Summarize the forum post below in two sentences.

>> BEGIN Document

So I'm following up on some of my factor score work and happened across and old question I had regarding holder or parent models for embarassingly many submodels.
I'm trying to run the same model on 500 (or some other large n) datasets with the independence flag set to TRUE. I'm doing this by creating one model per dataset, building a list of mxModels, then putting this list into a single mxModel for optimization. However, I'm spending most of my time the fourth line of this code:
singScore <- transformFactorScores(spRes, 1, "mu", "sigma", "epsilon") singScore@independent <- TRUE singSM <- replicate(un, singScore) singParScore <- mxModel("Singletons", singSM) singRes <- mxRun(singParScore)
Lines 1-3 combine for less than .40 seconds, and the optimization of all 500 models (line 5) takes 40 or 50 seconds. However, the fourth line takes 3 minutes. However, if I split the fourth and fifth lines into 5 separate models of 100 submodels each, total time drops to 70 seconds for everything, and 60ish seconds for 10 models with 50 submodels each.

>> END Document
>> BEGIN Information supplied

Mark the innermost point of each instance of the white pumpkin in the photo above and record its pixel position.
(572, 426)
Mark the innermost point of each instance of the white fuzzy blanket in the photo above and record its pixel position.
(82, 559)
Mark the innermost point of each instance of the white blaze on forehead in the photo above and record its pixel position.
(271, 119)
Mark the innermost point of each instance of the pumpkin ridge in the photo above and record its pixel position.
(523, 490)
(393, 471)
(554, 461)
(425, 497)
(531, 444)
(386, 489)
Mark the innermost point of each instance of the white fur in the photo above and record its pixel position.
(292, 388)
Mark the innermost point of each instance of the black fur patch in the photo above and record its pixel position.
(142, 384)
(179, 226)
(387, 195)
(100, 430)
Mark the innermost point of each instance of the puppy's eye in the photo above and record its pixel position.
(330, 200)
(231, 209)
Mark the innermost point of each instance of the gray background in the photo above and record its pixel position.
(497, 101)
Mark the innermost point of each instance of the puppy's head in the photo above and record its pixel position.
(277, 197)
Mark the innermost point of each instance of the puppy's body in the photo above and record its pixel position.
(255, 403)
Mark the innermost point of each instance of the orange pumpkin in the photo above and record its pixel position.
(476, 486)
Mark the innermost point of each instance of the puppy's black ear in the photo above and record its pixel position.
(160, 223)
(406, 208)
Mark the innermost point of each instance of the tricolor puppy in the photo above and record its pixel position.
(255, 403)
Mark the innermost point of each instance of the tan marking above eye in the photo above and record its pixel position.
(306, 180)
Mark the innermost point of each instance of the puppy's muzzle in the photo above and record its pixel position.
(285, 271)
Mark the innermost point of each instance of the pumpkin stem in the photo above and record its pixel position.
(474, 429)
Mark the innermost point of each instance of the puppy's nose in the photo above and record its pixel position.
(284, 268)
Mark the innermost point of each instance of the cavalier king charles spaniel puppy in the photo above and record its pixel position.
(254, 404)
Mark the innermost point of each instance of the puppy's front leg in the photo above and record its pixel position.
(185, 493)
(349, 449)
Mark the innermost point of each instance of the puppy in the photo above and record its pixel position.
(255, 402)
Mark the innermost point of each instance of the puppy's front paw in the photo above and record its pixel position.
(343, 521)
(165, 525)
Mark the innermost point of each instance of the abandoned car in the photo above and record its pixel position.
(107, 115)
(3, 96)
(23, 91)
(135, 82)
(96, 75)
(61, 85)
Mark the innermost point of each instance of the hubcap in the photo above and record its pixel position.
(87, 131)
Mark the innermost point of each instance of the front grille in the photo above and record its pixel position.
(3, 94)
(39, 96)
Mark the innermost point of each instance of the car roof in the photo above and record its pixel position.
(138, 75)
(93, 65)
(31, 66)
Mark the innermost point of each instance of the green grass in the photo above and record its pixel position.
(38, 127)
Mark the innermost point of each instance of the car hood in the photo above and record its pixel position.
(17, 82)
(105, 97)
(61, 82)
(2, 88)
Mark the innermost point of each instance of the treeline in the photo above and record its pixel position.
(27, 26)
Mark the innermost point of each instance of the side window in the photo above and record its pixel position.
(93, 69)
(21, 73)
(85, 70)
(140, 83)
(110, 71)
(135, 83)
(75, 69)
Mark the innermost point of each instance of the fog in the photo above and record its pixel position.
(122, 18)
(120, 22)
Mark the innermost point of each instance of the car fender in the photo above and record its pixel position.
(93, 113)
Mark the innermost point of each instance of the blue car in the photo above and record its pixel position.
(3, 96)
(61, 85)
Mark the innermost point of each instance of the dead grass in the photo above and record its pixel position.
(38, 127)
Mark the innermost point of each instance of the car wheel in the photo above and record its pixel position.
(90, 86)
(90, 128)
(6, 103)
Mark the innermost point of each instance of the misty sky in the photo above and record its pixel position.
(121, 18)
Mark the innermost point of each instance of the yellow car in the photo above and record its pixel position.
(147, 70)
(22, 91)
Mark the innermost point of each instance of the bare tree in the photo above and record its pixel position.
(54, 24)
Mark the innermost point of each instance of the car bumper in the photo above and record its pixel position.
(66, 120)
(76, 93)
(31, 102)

>> END Information supplied

Written reply: The writer runs the same model on 500 datasets with the independence flag set to TRUE by building one mxModel per dataset and placing the list in a single parent mxModel, and the line that creates that parent model takes 3 minutes, while the first three lines take under .40 seconds and the optimization takes 40 or 50 seconds. Splitting the work into 5 parent models of 100 submodels each cuts the total time to 70 seconds, and using 10 models of 50 submodels each brings it to about 60 seconds.